The bill would have drastically expanded the scope of the California Worker Adjustment and Retraining Notification Act (Cal WARN) to apply to much smaller companies and to be triggered more often when employers conduct layoffs, shut down operations, or relocate operations. Under Cal WARN, employers of a certain size are required to provide advance notice to employees, unions, and the government when there is a particular triggering event, including mass layoffs, business closures, or relocations. Employers that fail to do so face liability, including having to pay up to 60 days of back wages to each affected employee that did not receive notice, benefits to those same employees for the same period of time, penalties, and attorneys’ fees.
The amendments would have drastically change who Cal WARN applies to, when it applies, and how it applies, noted FP attorneys Spencer Waldron and Brandon Kahoush. For now, Cal WARN remains focused only on a single site of employment. Specifically, for Cal WARN to apply, employers must have 75 or more employees within the preceding 12 months working at a single site or location. For there to be a triggering event under Cal WARN, an employer would need to shut down operations at that single site, relocate the employees to another location 100 miles or more away, or layoff 50 or more employees in a 30-day window at that single site.
Governor Newsom essentially said the bill’s coverage was too broad. “I urge the author to work with my administration to develop solutions that may better address the problem, while fulfilling the objectives of Cal WARN,” he noted in his veto message.
2. Employers dodge new return-to-office obligations under SB 731. Ebbink also gives this veto a 7 in terms of surprise. “This one was fairly surprising in that the bill did not have opposition,” he said. The proposal would have imposed a 30-day notice requirement before employers could bring remote workers back to the office. Ebbink noted, however, that the Governor’s veto message reflected reasonable concerns about a 30-day written notice requirement being inflexible.

**Complete the following**
1 > Reproduce word for word the part of the passage on the vetoed California employment bills starting at "2. Employers dodge" and ending at "requirement being inflexible.".
2 > In the passage on the vetoed California employment bills, how many employees must an employer have at a single site within the preceding 12 months for Cal WARN to apply?
3 > Continue the passage on the vetoed California employment bills from where it stops.

[Extracted records]
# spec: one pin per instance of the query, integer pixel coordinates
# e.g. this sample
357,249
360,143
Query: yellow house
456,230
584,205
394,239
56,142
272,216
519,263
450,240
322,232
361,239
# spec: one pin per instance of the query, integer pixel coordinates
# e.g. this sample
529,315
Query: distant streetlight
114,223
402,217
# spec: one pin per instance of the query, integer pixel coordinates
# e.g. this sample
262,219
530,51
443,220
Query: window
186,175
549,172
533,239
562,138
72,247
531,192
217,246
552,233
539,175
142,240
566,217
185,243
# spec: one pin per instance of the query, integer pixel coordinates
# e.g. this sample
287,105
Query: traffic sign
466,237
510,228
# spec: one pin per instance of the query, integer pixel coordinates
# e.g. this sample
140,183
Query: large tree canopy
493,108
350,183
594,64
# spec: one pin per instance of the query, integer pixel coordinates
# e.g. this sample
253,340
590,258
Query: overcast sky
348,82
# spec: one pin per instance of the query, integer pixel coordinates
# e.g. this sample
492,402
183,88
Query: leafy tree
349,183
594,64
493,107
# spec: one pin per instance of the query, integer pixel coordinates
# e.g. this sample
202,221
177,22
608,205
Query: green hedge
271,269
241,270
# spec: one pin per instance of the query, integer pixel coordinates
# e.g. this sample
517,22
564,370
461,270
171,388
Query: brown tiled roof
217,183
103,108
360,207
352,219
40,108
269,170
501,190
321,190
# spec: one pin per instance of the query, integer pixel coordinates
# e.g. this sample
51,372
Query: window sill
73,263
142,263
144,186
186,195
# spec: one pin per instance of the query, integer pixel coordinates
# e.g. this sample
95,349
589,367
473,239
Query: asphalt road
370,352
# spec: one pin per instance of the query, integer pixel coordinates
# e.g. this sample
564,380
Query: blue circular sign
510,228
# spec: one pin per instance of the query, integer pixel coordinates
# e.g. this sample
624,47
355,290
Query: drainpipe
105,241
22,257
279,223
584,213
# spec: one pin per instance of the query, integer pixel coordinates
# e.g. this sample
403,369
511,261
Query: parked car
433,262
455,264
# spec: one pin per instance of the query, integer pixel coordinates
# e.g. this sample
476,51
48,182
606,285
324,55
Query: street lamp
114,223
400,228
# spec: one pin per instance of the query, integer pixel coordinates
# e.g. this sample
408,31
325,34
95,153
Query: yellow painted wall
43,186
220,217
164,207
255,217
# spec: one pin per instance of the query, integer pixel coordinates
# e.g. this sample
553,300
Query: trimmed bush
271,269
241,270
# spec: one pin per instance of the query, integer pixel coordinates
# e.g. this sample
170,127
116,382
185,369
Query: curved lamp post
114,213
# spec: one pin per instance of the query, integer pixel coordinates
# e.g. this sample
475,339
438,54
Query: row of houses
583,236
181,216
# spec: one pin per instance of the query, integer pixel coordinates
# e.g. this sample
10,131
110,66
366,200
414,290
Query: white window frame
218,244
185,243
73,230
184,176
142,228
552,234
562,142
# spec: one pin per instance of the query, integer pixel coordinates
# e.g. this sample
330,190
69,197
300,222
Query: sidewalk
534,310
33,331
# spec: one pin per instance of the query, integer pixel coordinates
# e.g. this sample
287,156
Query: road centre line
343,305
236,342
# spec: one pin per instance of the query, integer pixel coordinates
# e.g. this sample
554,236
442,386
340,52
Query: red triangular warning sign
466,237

**Answers for this exercise**
1 >
2. Employers dodge new return-to-office obligations under SB 731. Ebbink also gives this veto a 7 in terms of surprise. “This one was fairly surprising in that the bill did not have opposition,” he said. The proposal would have imposed a 30-day notice requirement before employers could bring remote workers back to the office. Ebbink noted, however, that the Governor’s veto message reflected reasonable concerns about a 30-day written notice requirement being inflexible.

2 > 75 or more employees.

3 >
SB 731 aimed to protect employment opportunities for workers with disabilities who can adequately perform their job duties from the comfort of their homes. However, Fisher Phillips attorney Greg Blueford explained that these new notice requirements would have applied broadly to California workers.
This bill would have made it an unlawful employment practice under the Fair Employment and Housing Act (FEHA) to require an employee working from home to return to work in person without providing at least 30 days of advance written notice sent by mail or email.
“Businesses, especially small businesses, may have limited employees to staff in-person positions and the 30-day advance notice requirement of return-to-work could be impractical, especially in times of critical need or emergencies,” Newsom said.
3. California was poised to enact the first statewide ban on caste discrimination under SB 403. Ebbink gives this veto a 5 on the surprise scale. “This was a bill with significant and vocal opposition, so I can’t say a veto is particularly surprising,” he explained. “The veto message also makes some logical sense as this type of discrimination is arguably already covered under ‘ancestry.’”
Governor Newsom said California “already prohibits discrimination based on sex, race, color, religion, ancestry, national origin, disability, gender identity, sexual orientation, and other characteristics, and state law specifies that these civil rights protections shall be liberally construed.”
SB 403 would have integrated “caste” into the definition of “ancestry” as a characteristic protected from discrimination by California’s Unruh Civil Rights Act and the Fair Employment and Housing Act (FEHA). You can read more about the bill here. Additionally, you should note that Seattle recently became the first city to ban discrimination on the basis of caste, which you can read about here.
4. Governor rejects SB 799, which would have provided unemployment benefits for striking workers. Ebbink rates this surprise as a 5, too. “This veto was somewhat surprising in light of the plethora of labor strike activity and that this was a top priority of labor,” he said. “However, the Governor hinted at a veto several days before at an event where he mentioned fiscal concerns about this bill – so it’s not a complete surprise.”
Recent labor activity and worker strikes — particularly in the entertainment and education industries — led labor groups to resurrect the controversial proposal that would have rendered striking employees eligible for unemployment payments if the strike lasted longer than two weeks. Even though SB 799 was not signed by the Governor, strike activity is anticipated to continue to escalate in California as we head into 2024. Also, since the current outstanding debt that is owed by California to the federal government for UI loans was one of the main reasons cited by the Governor for not signing this bill, it is likely that this bill will be reintroduced in future legislative sessions once the existing debt has been paid off. You can read more about it here.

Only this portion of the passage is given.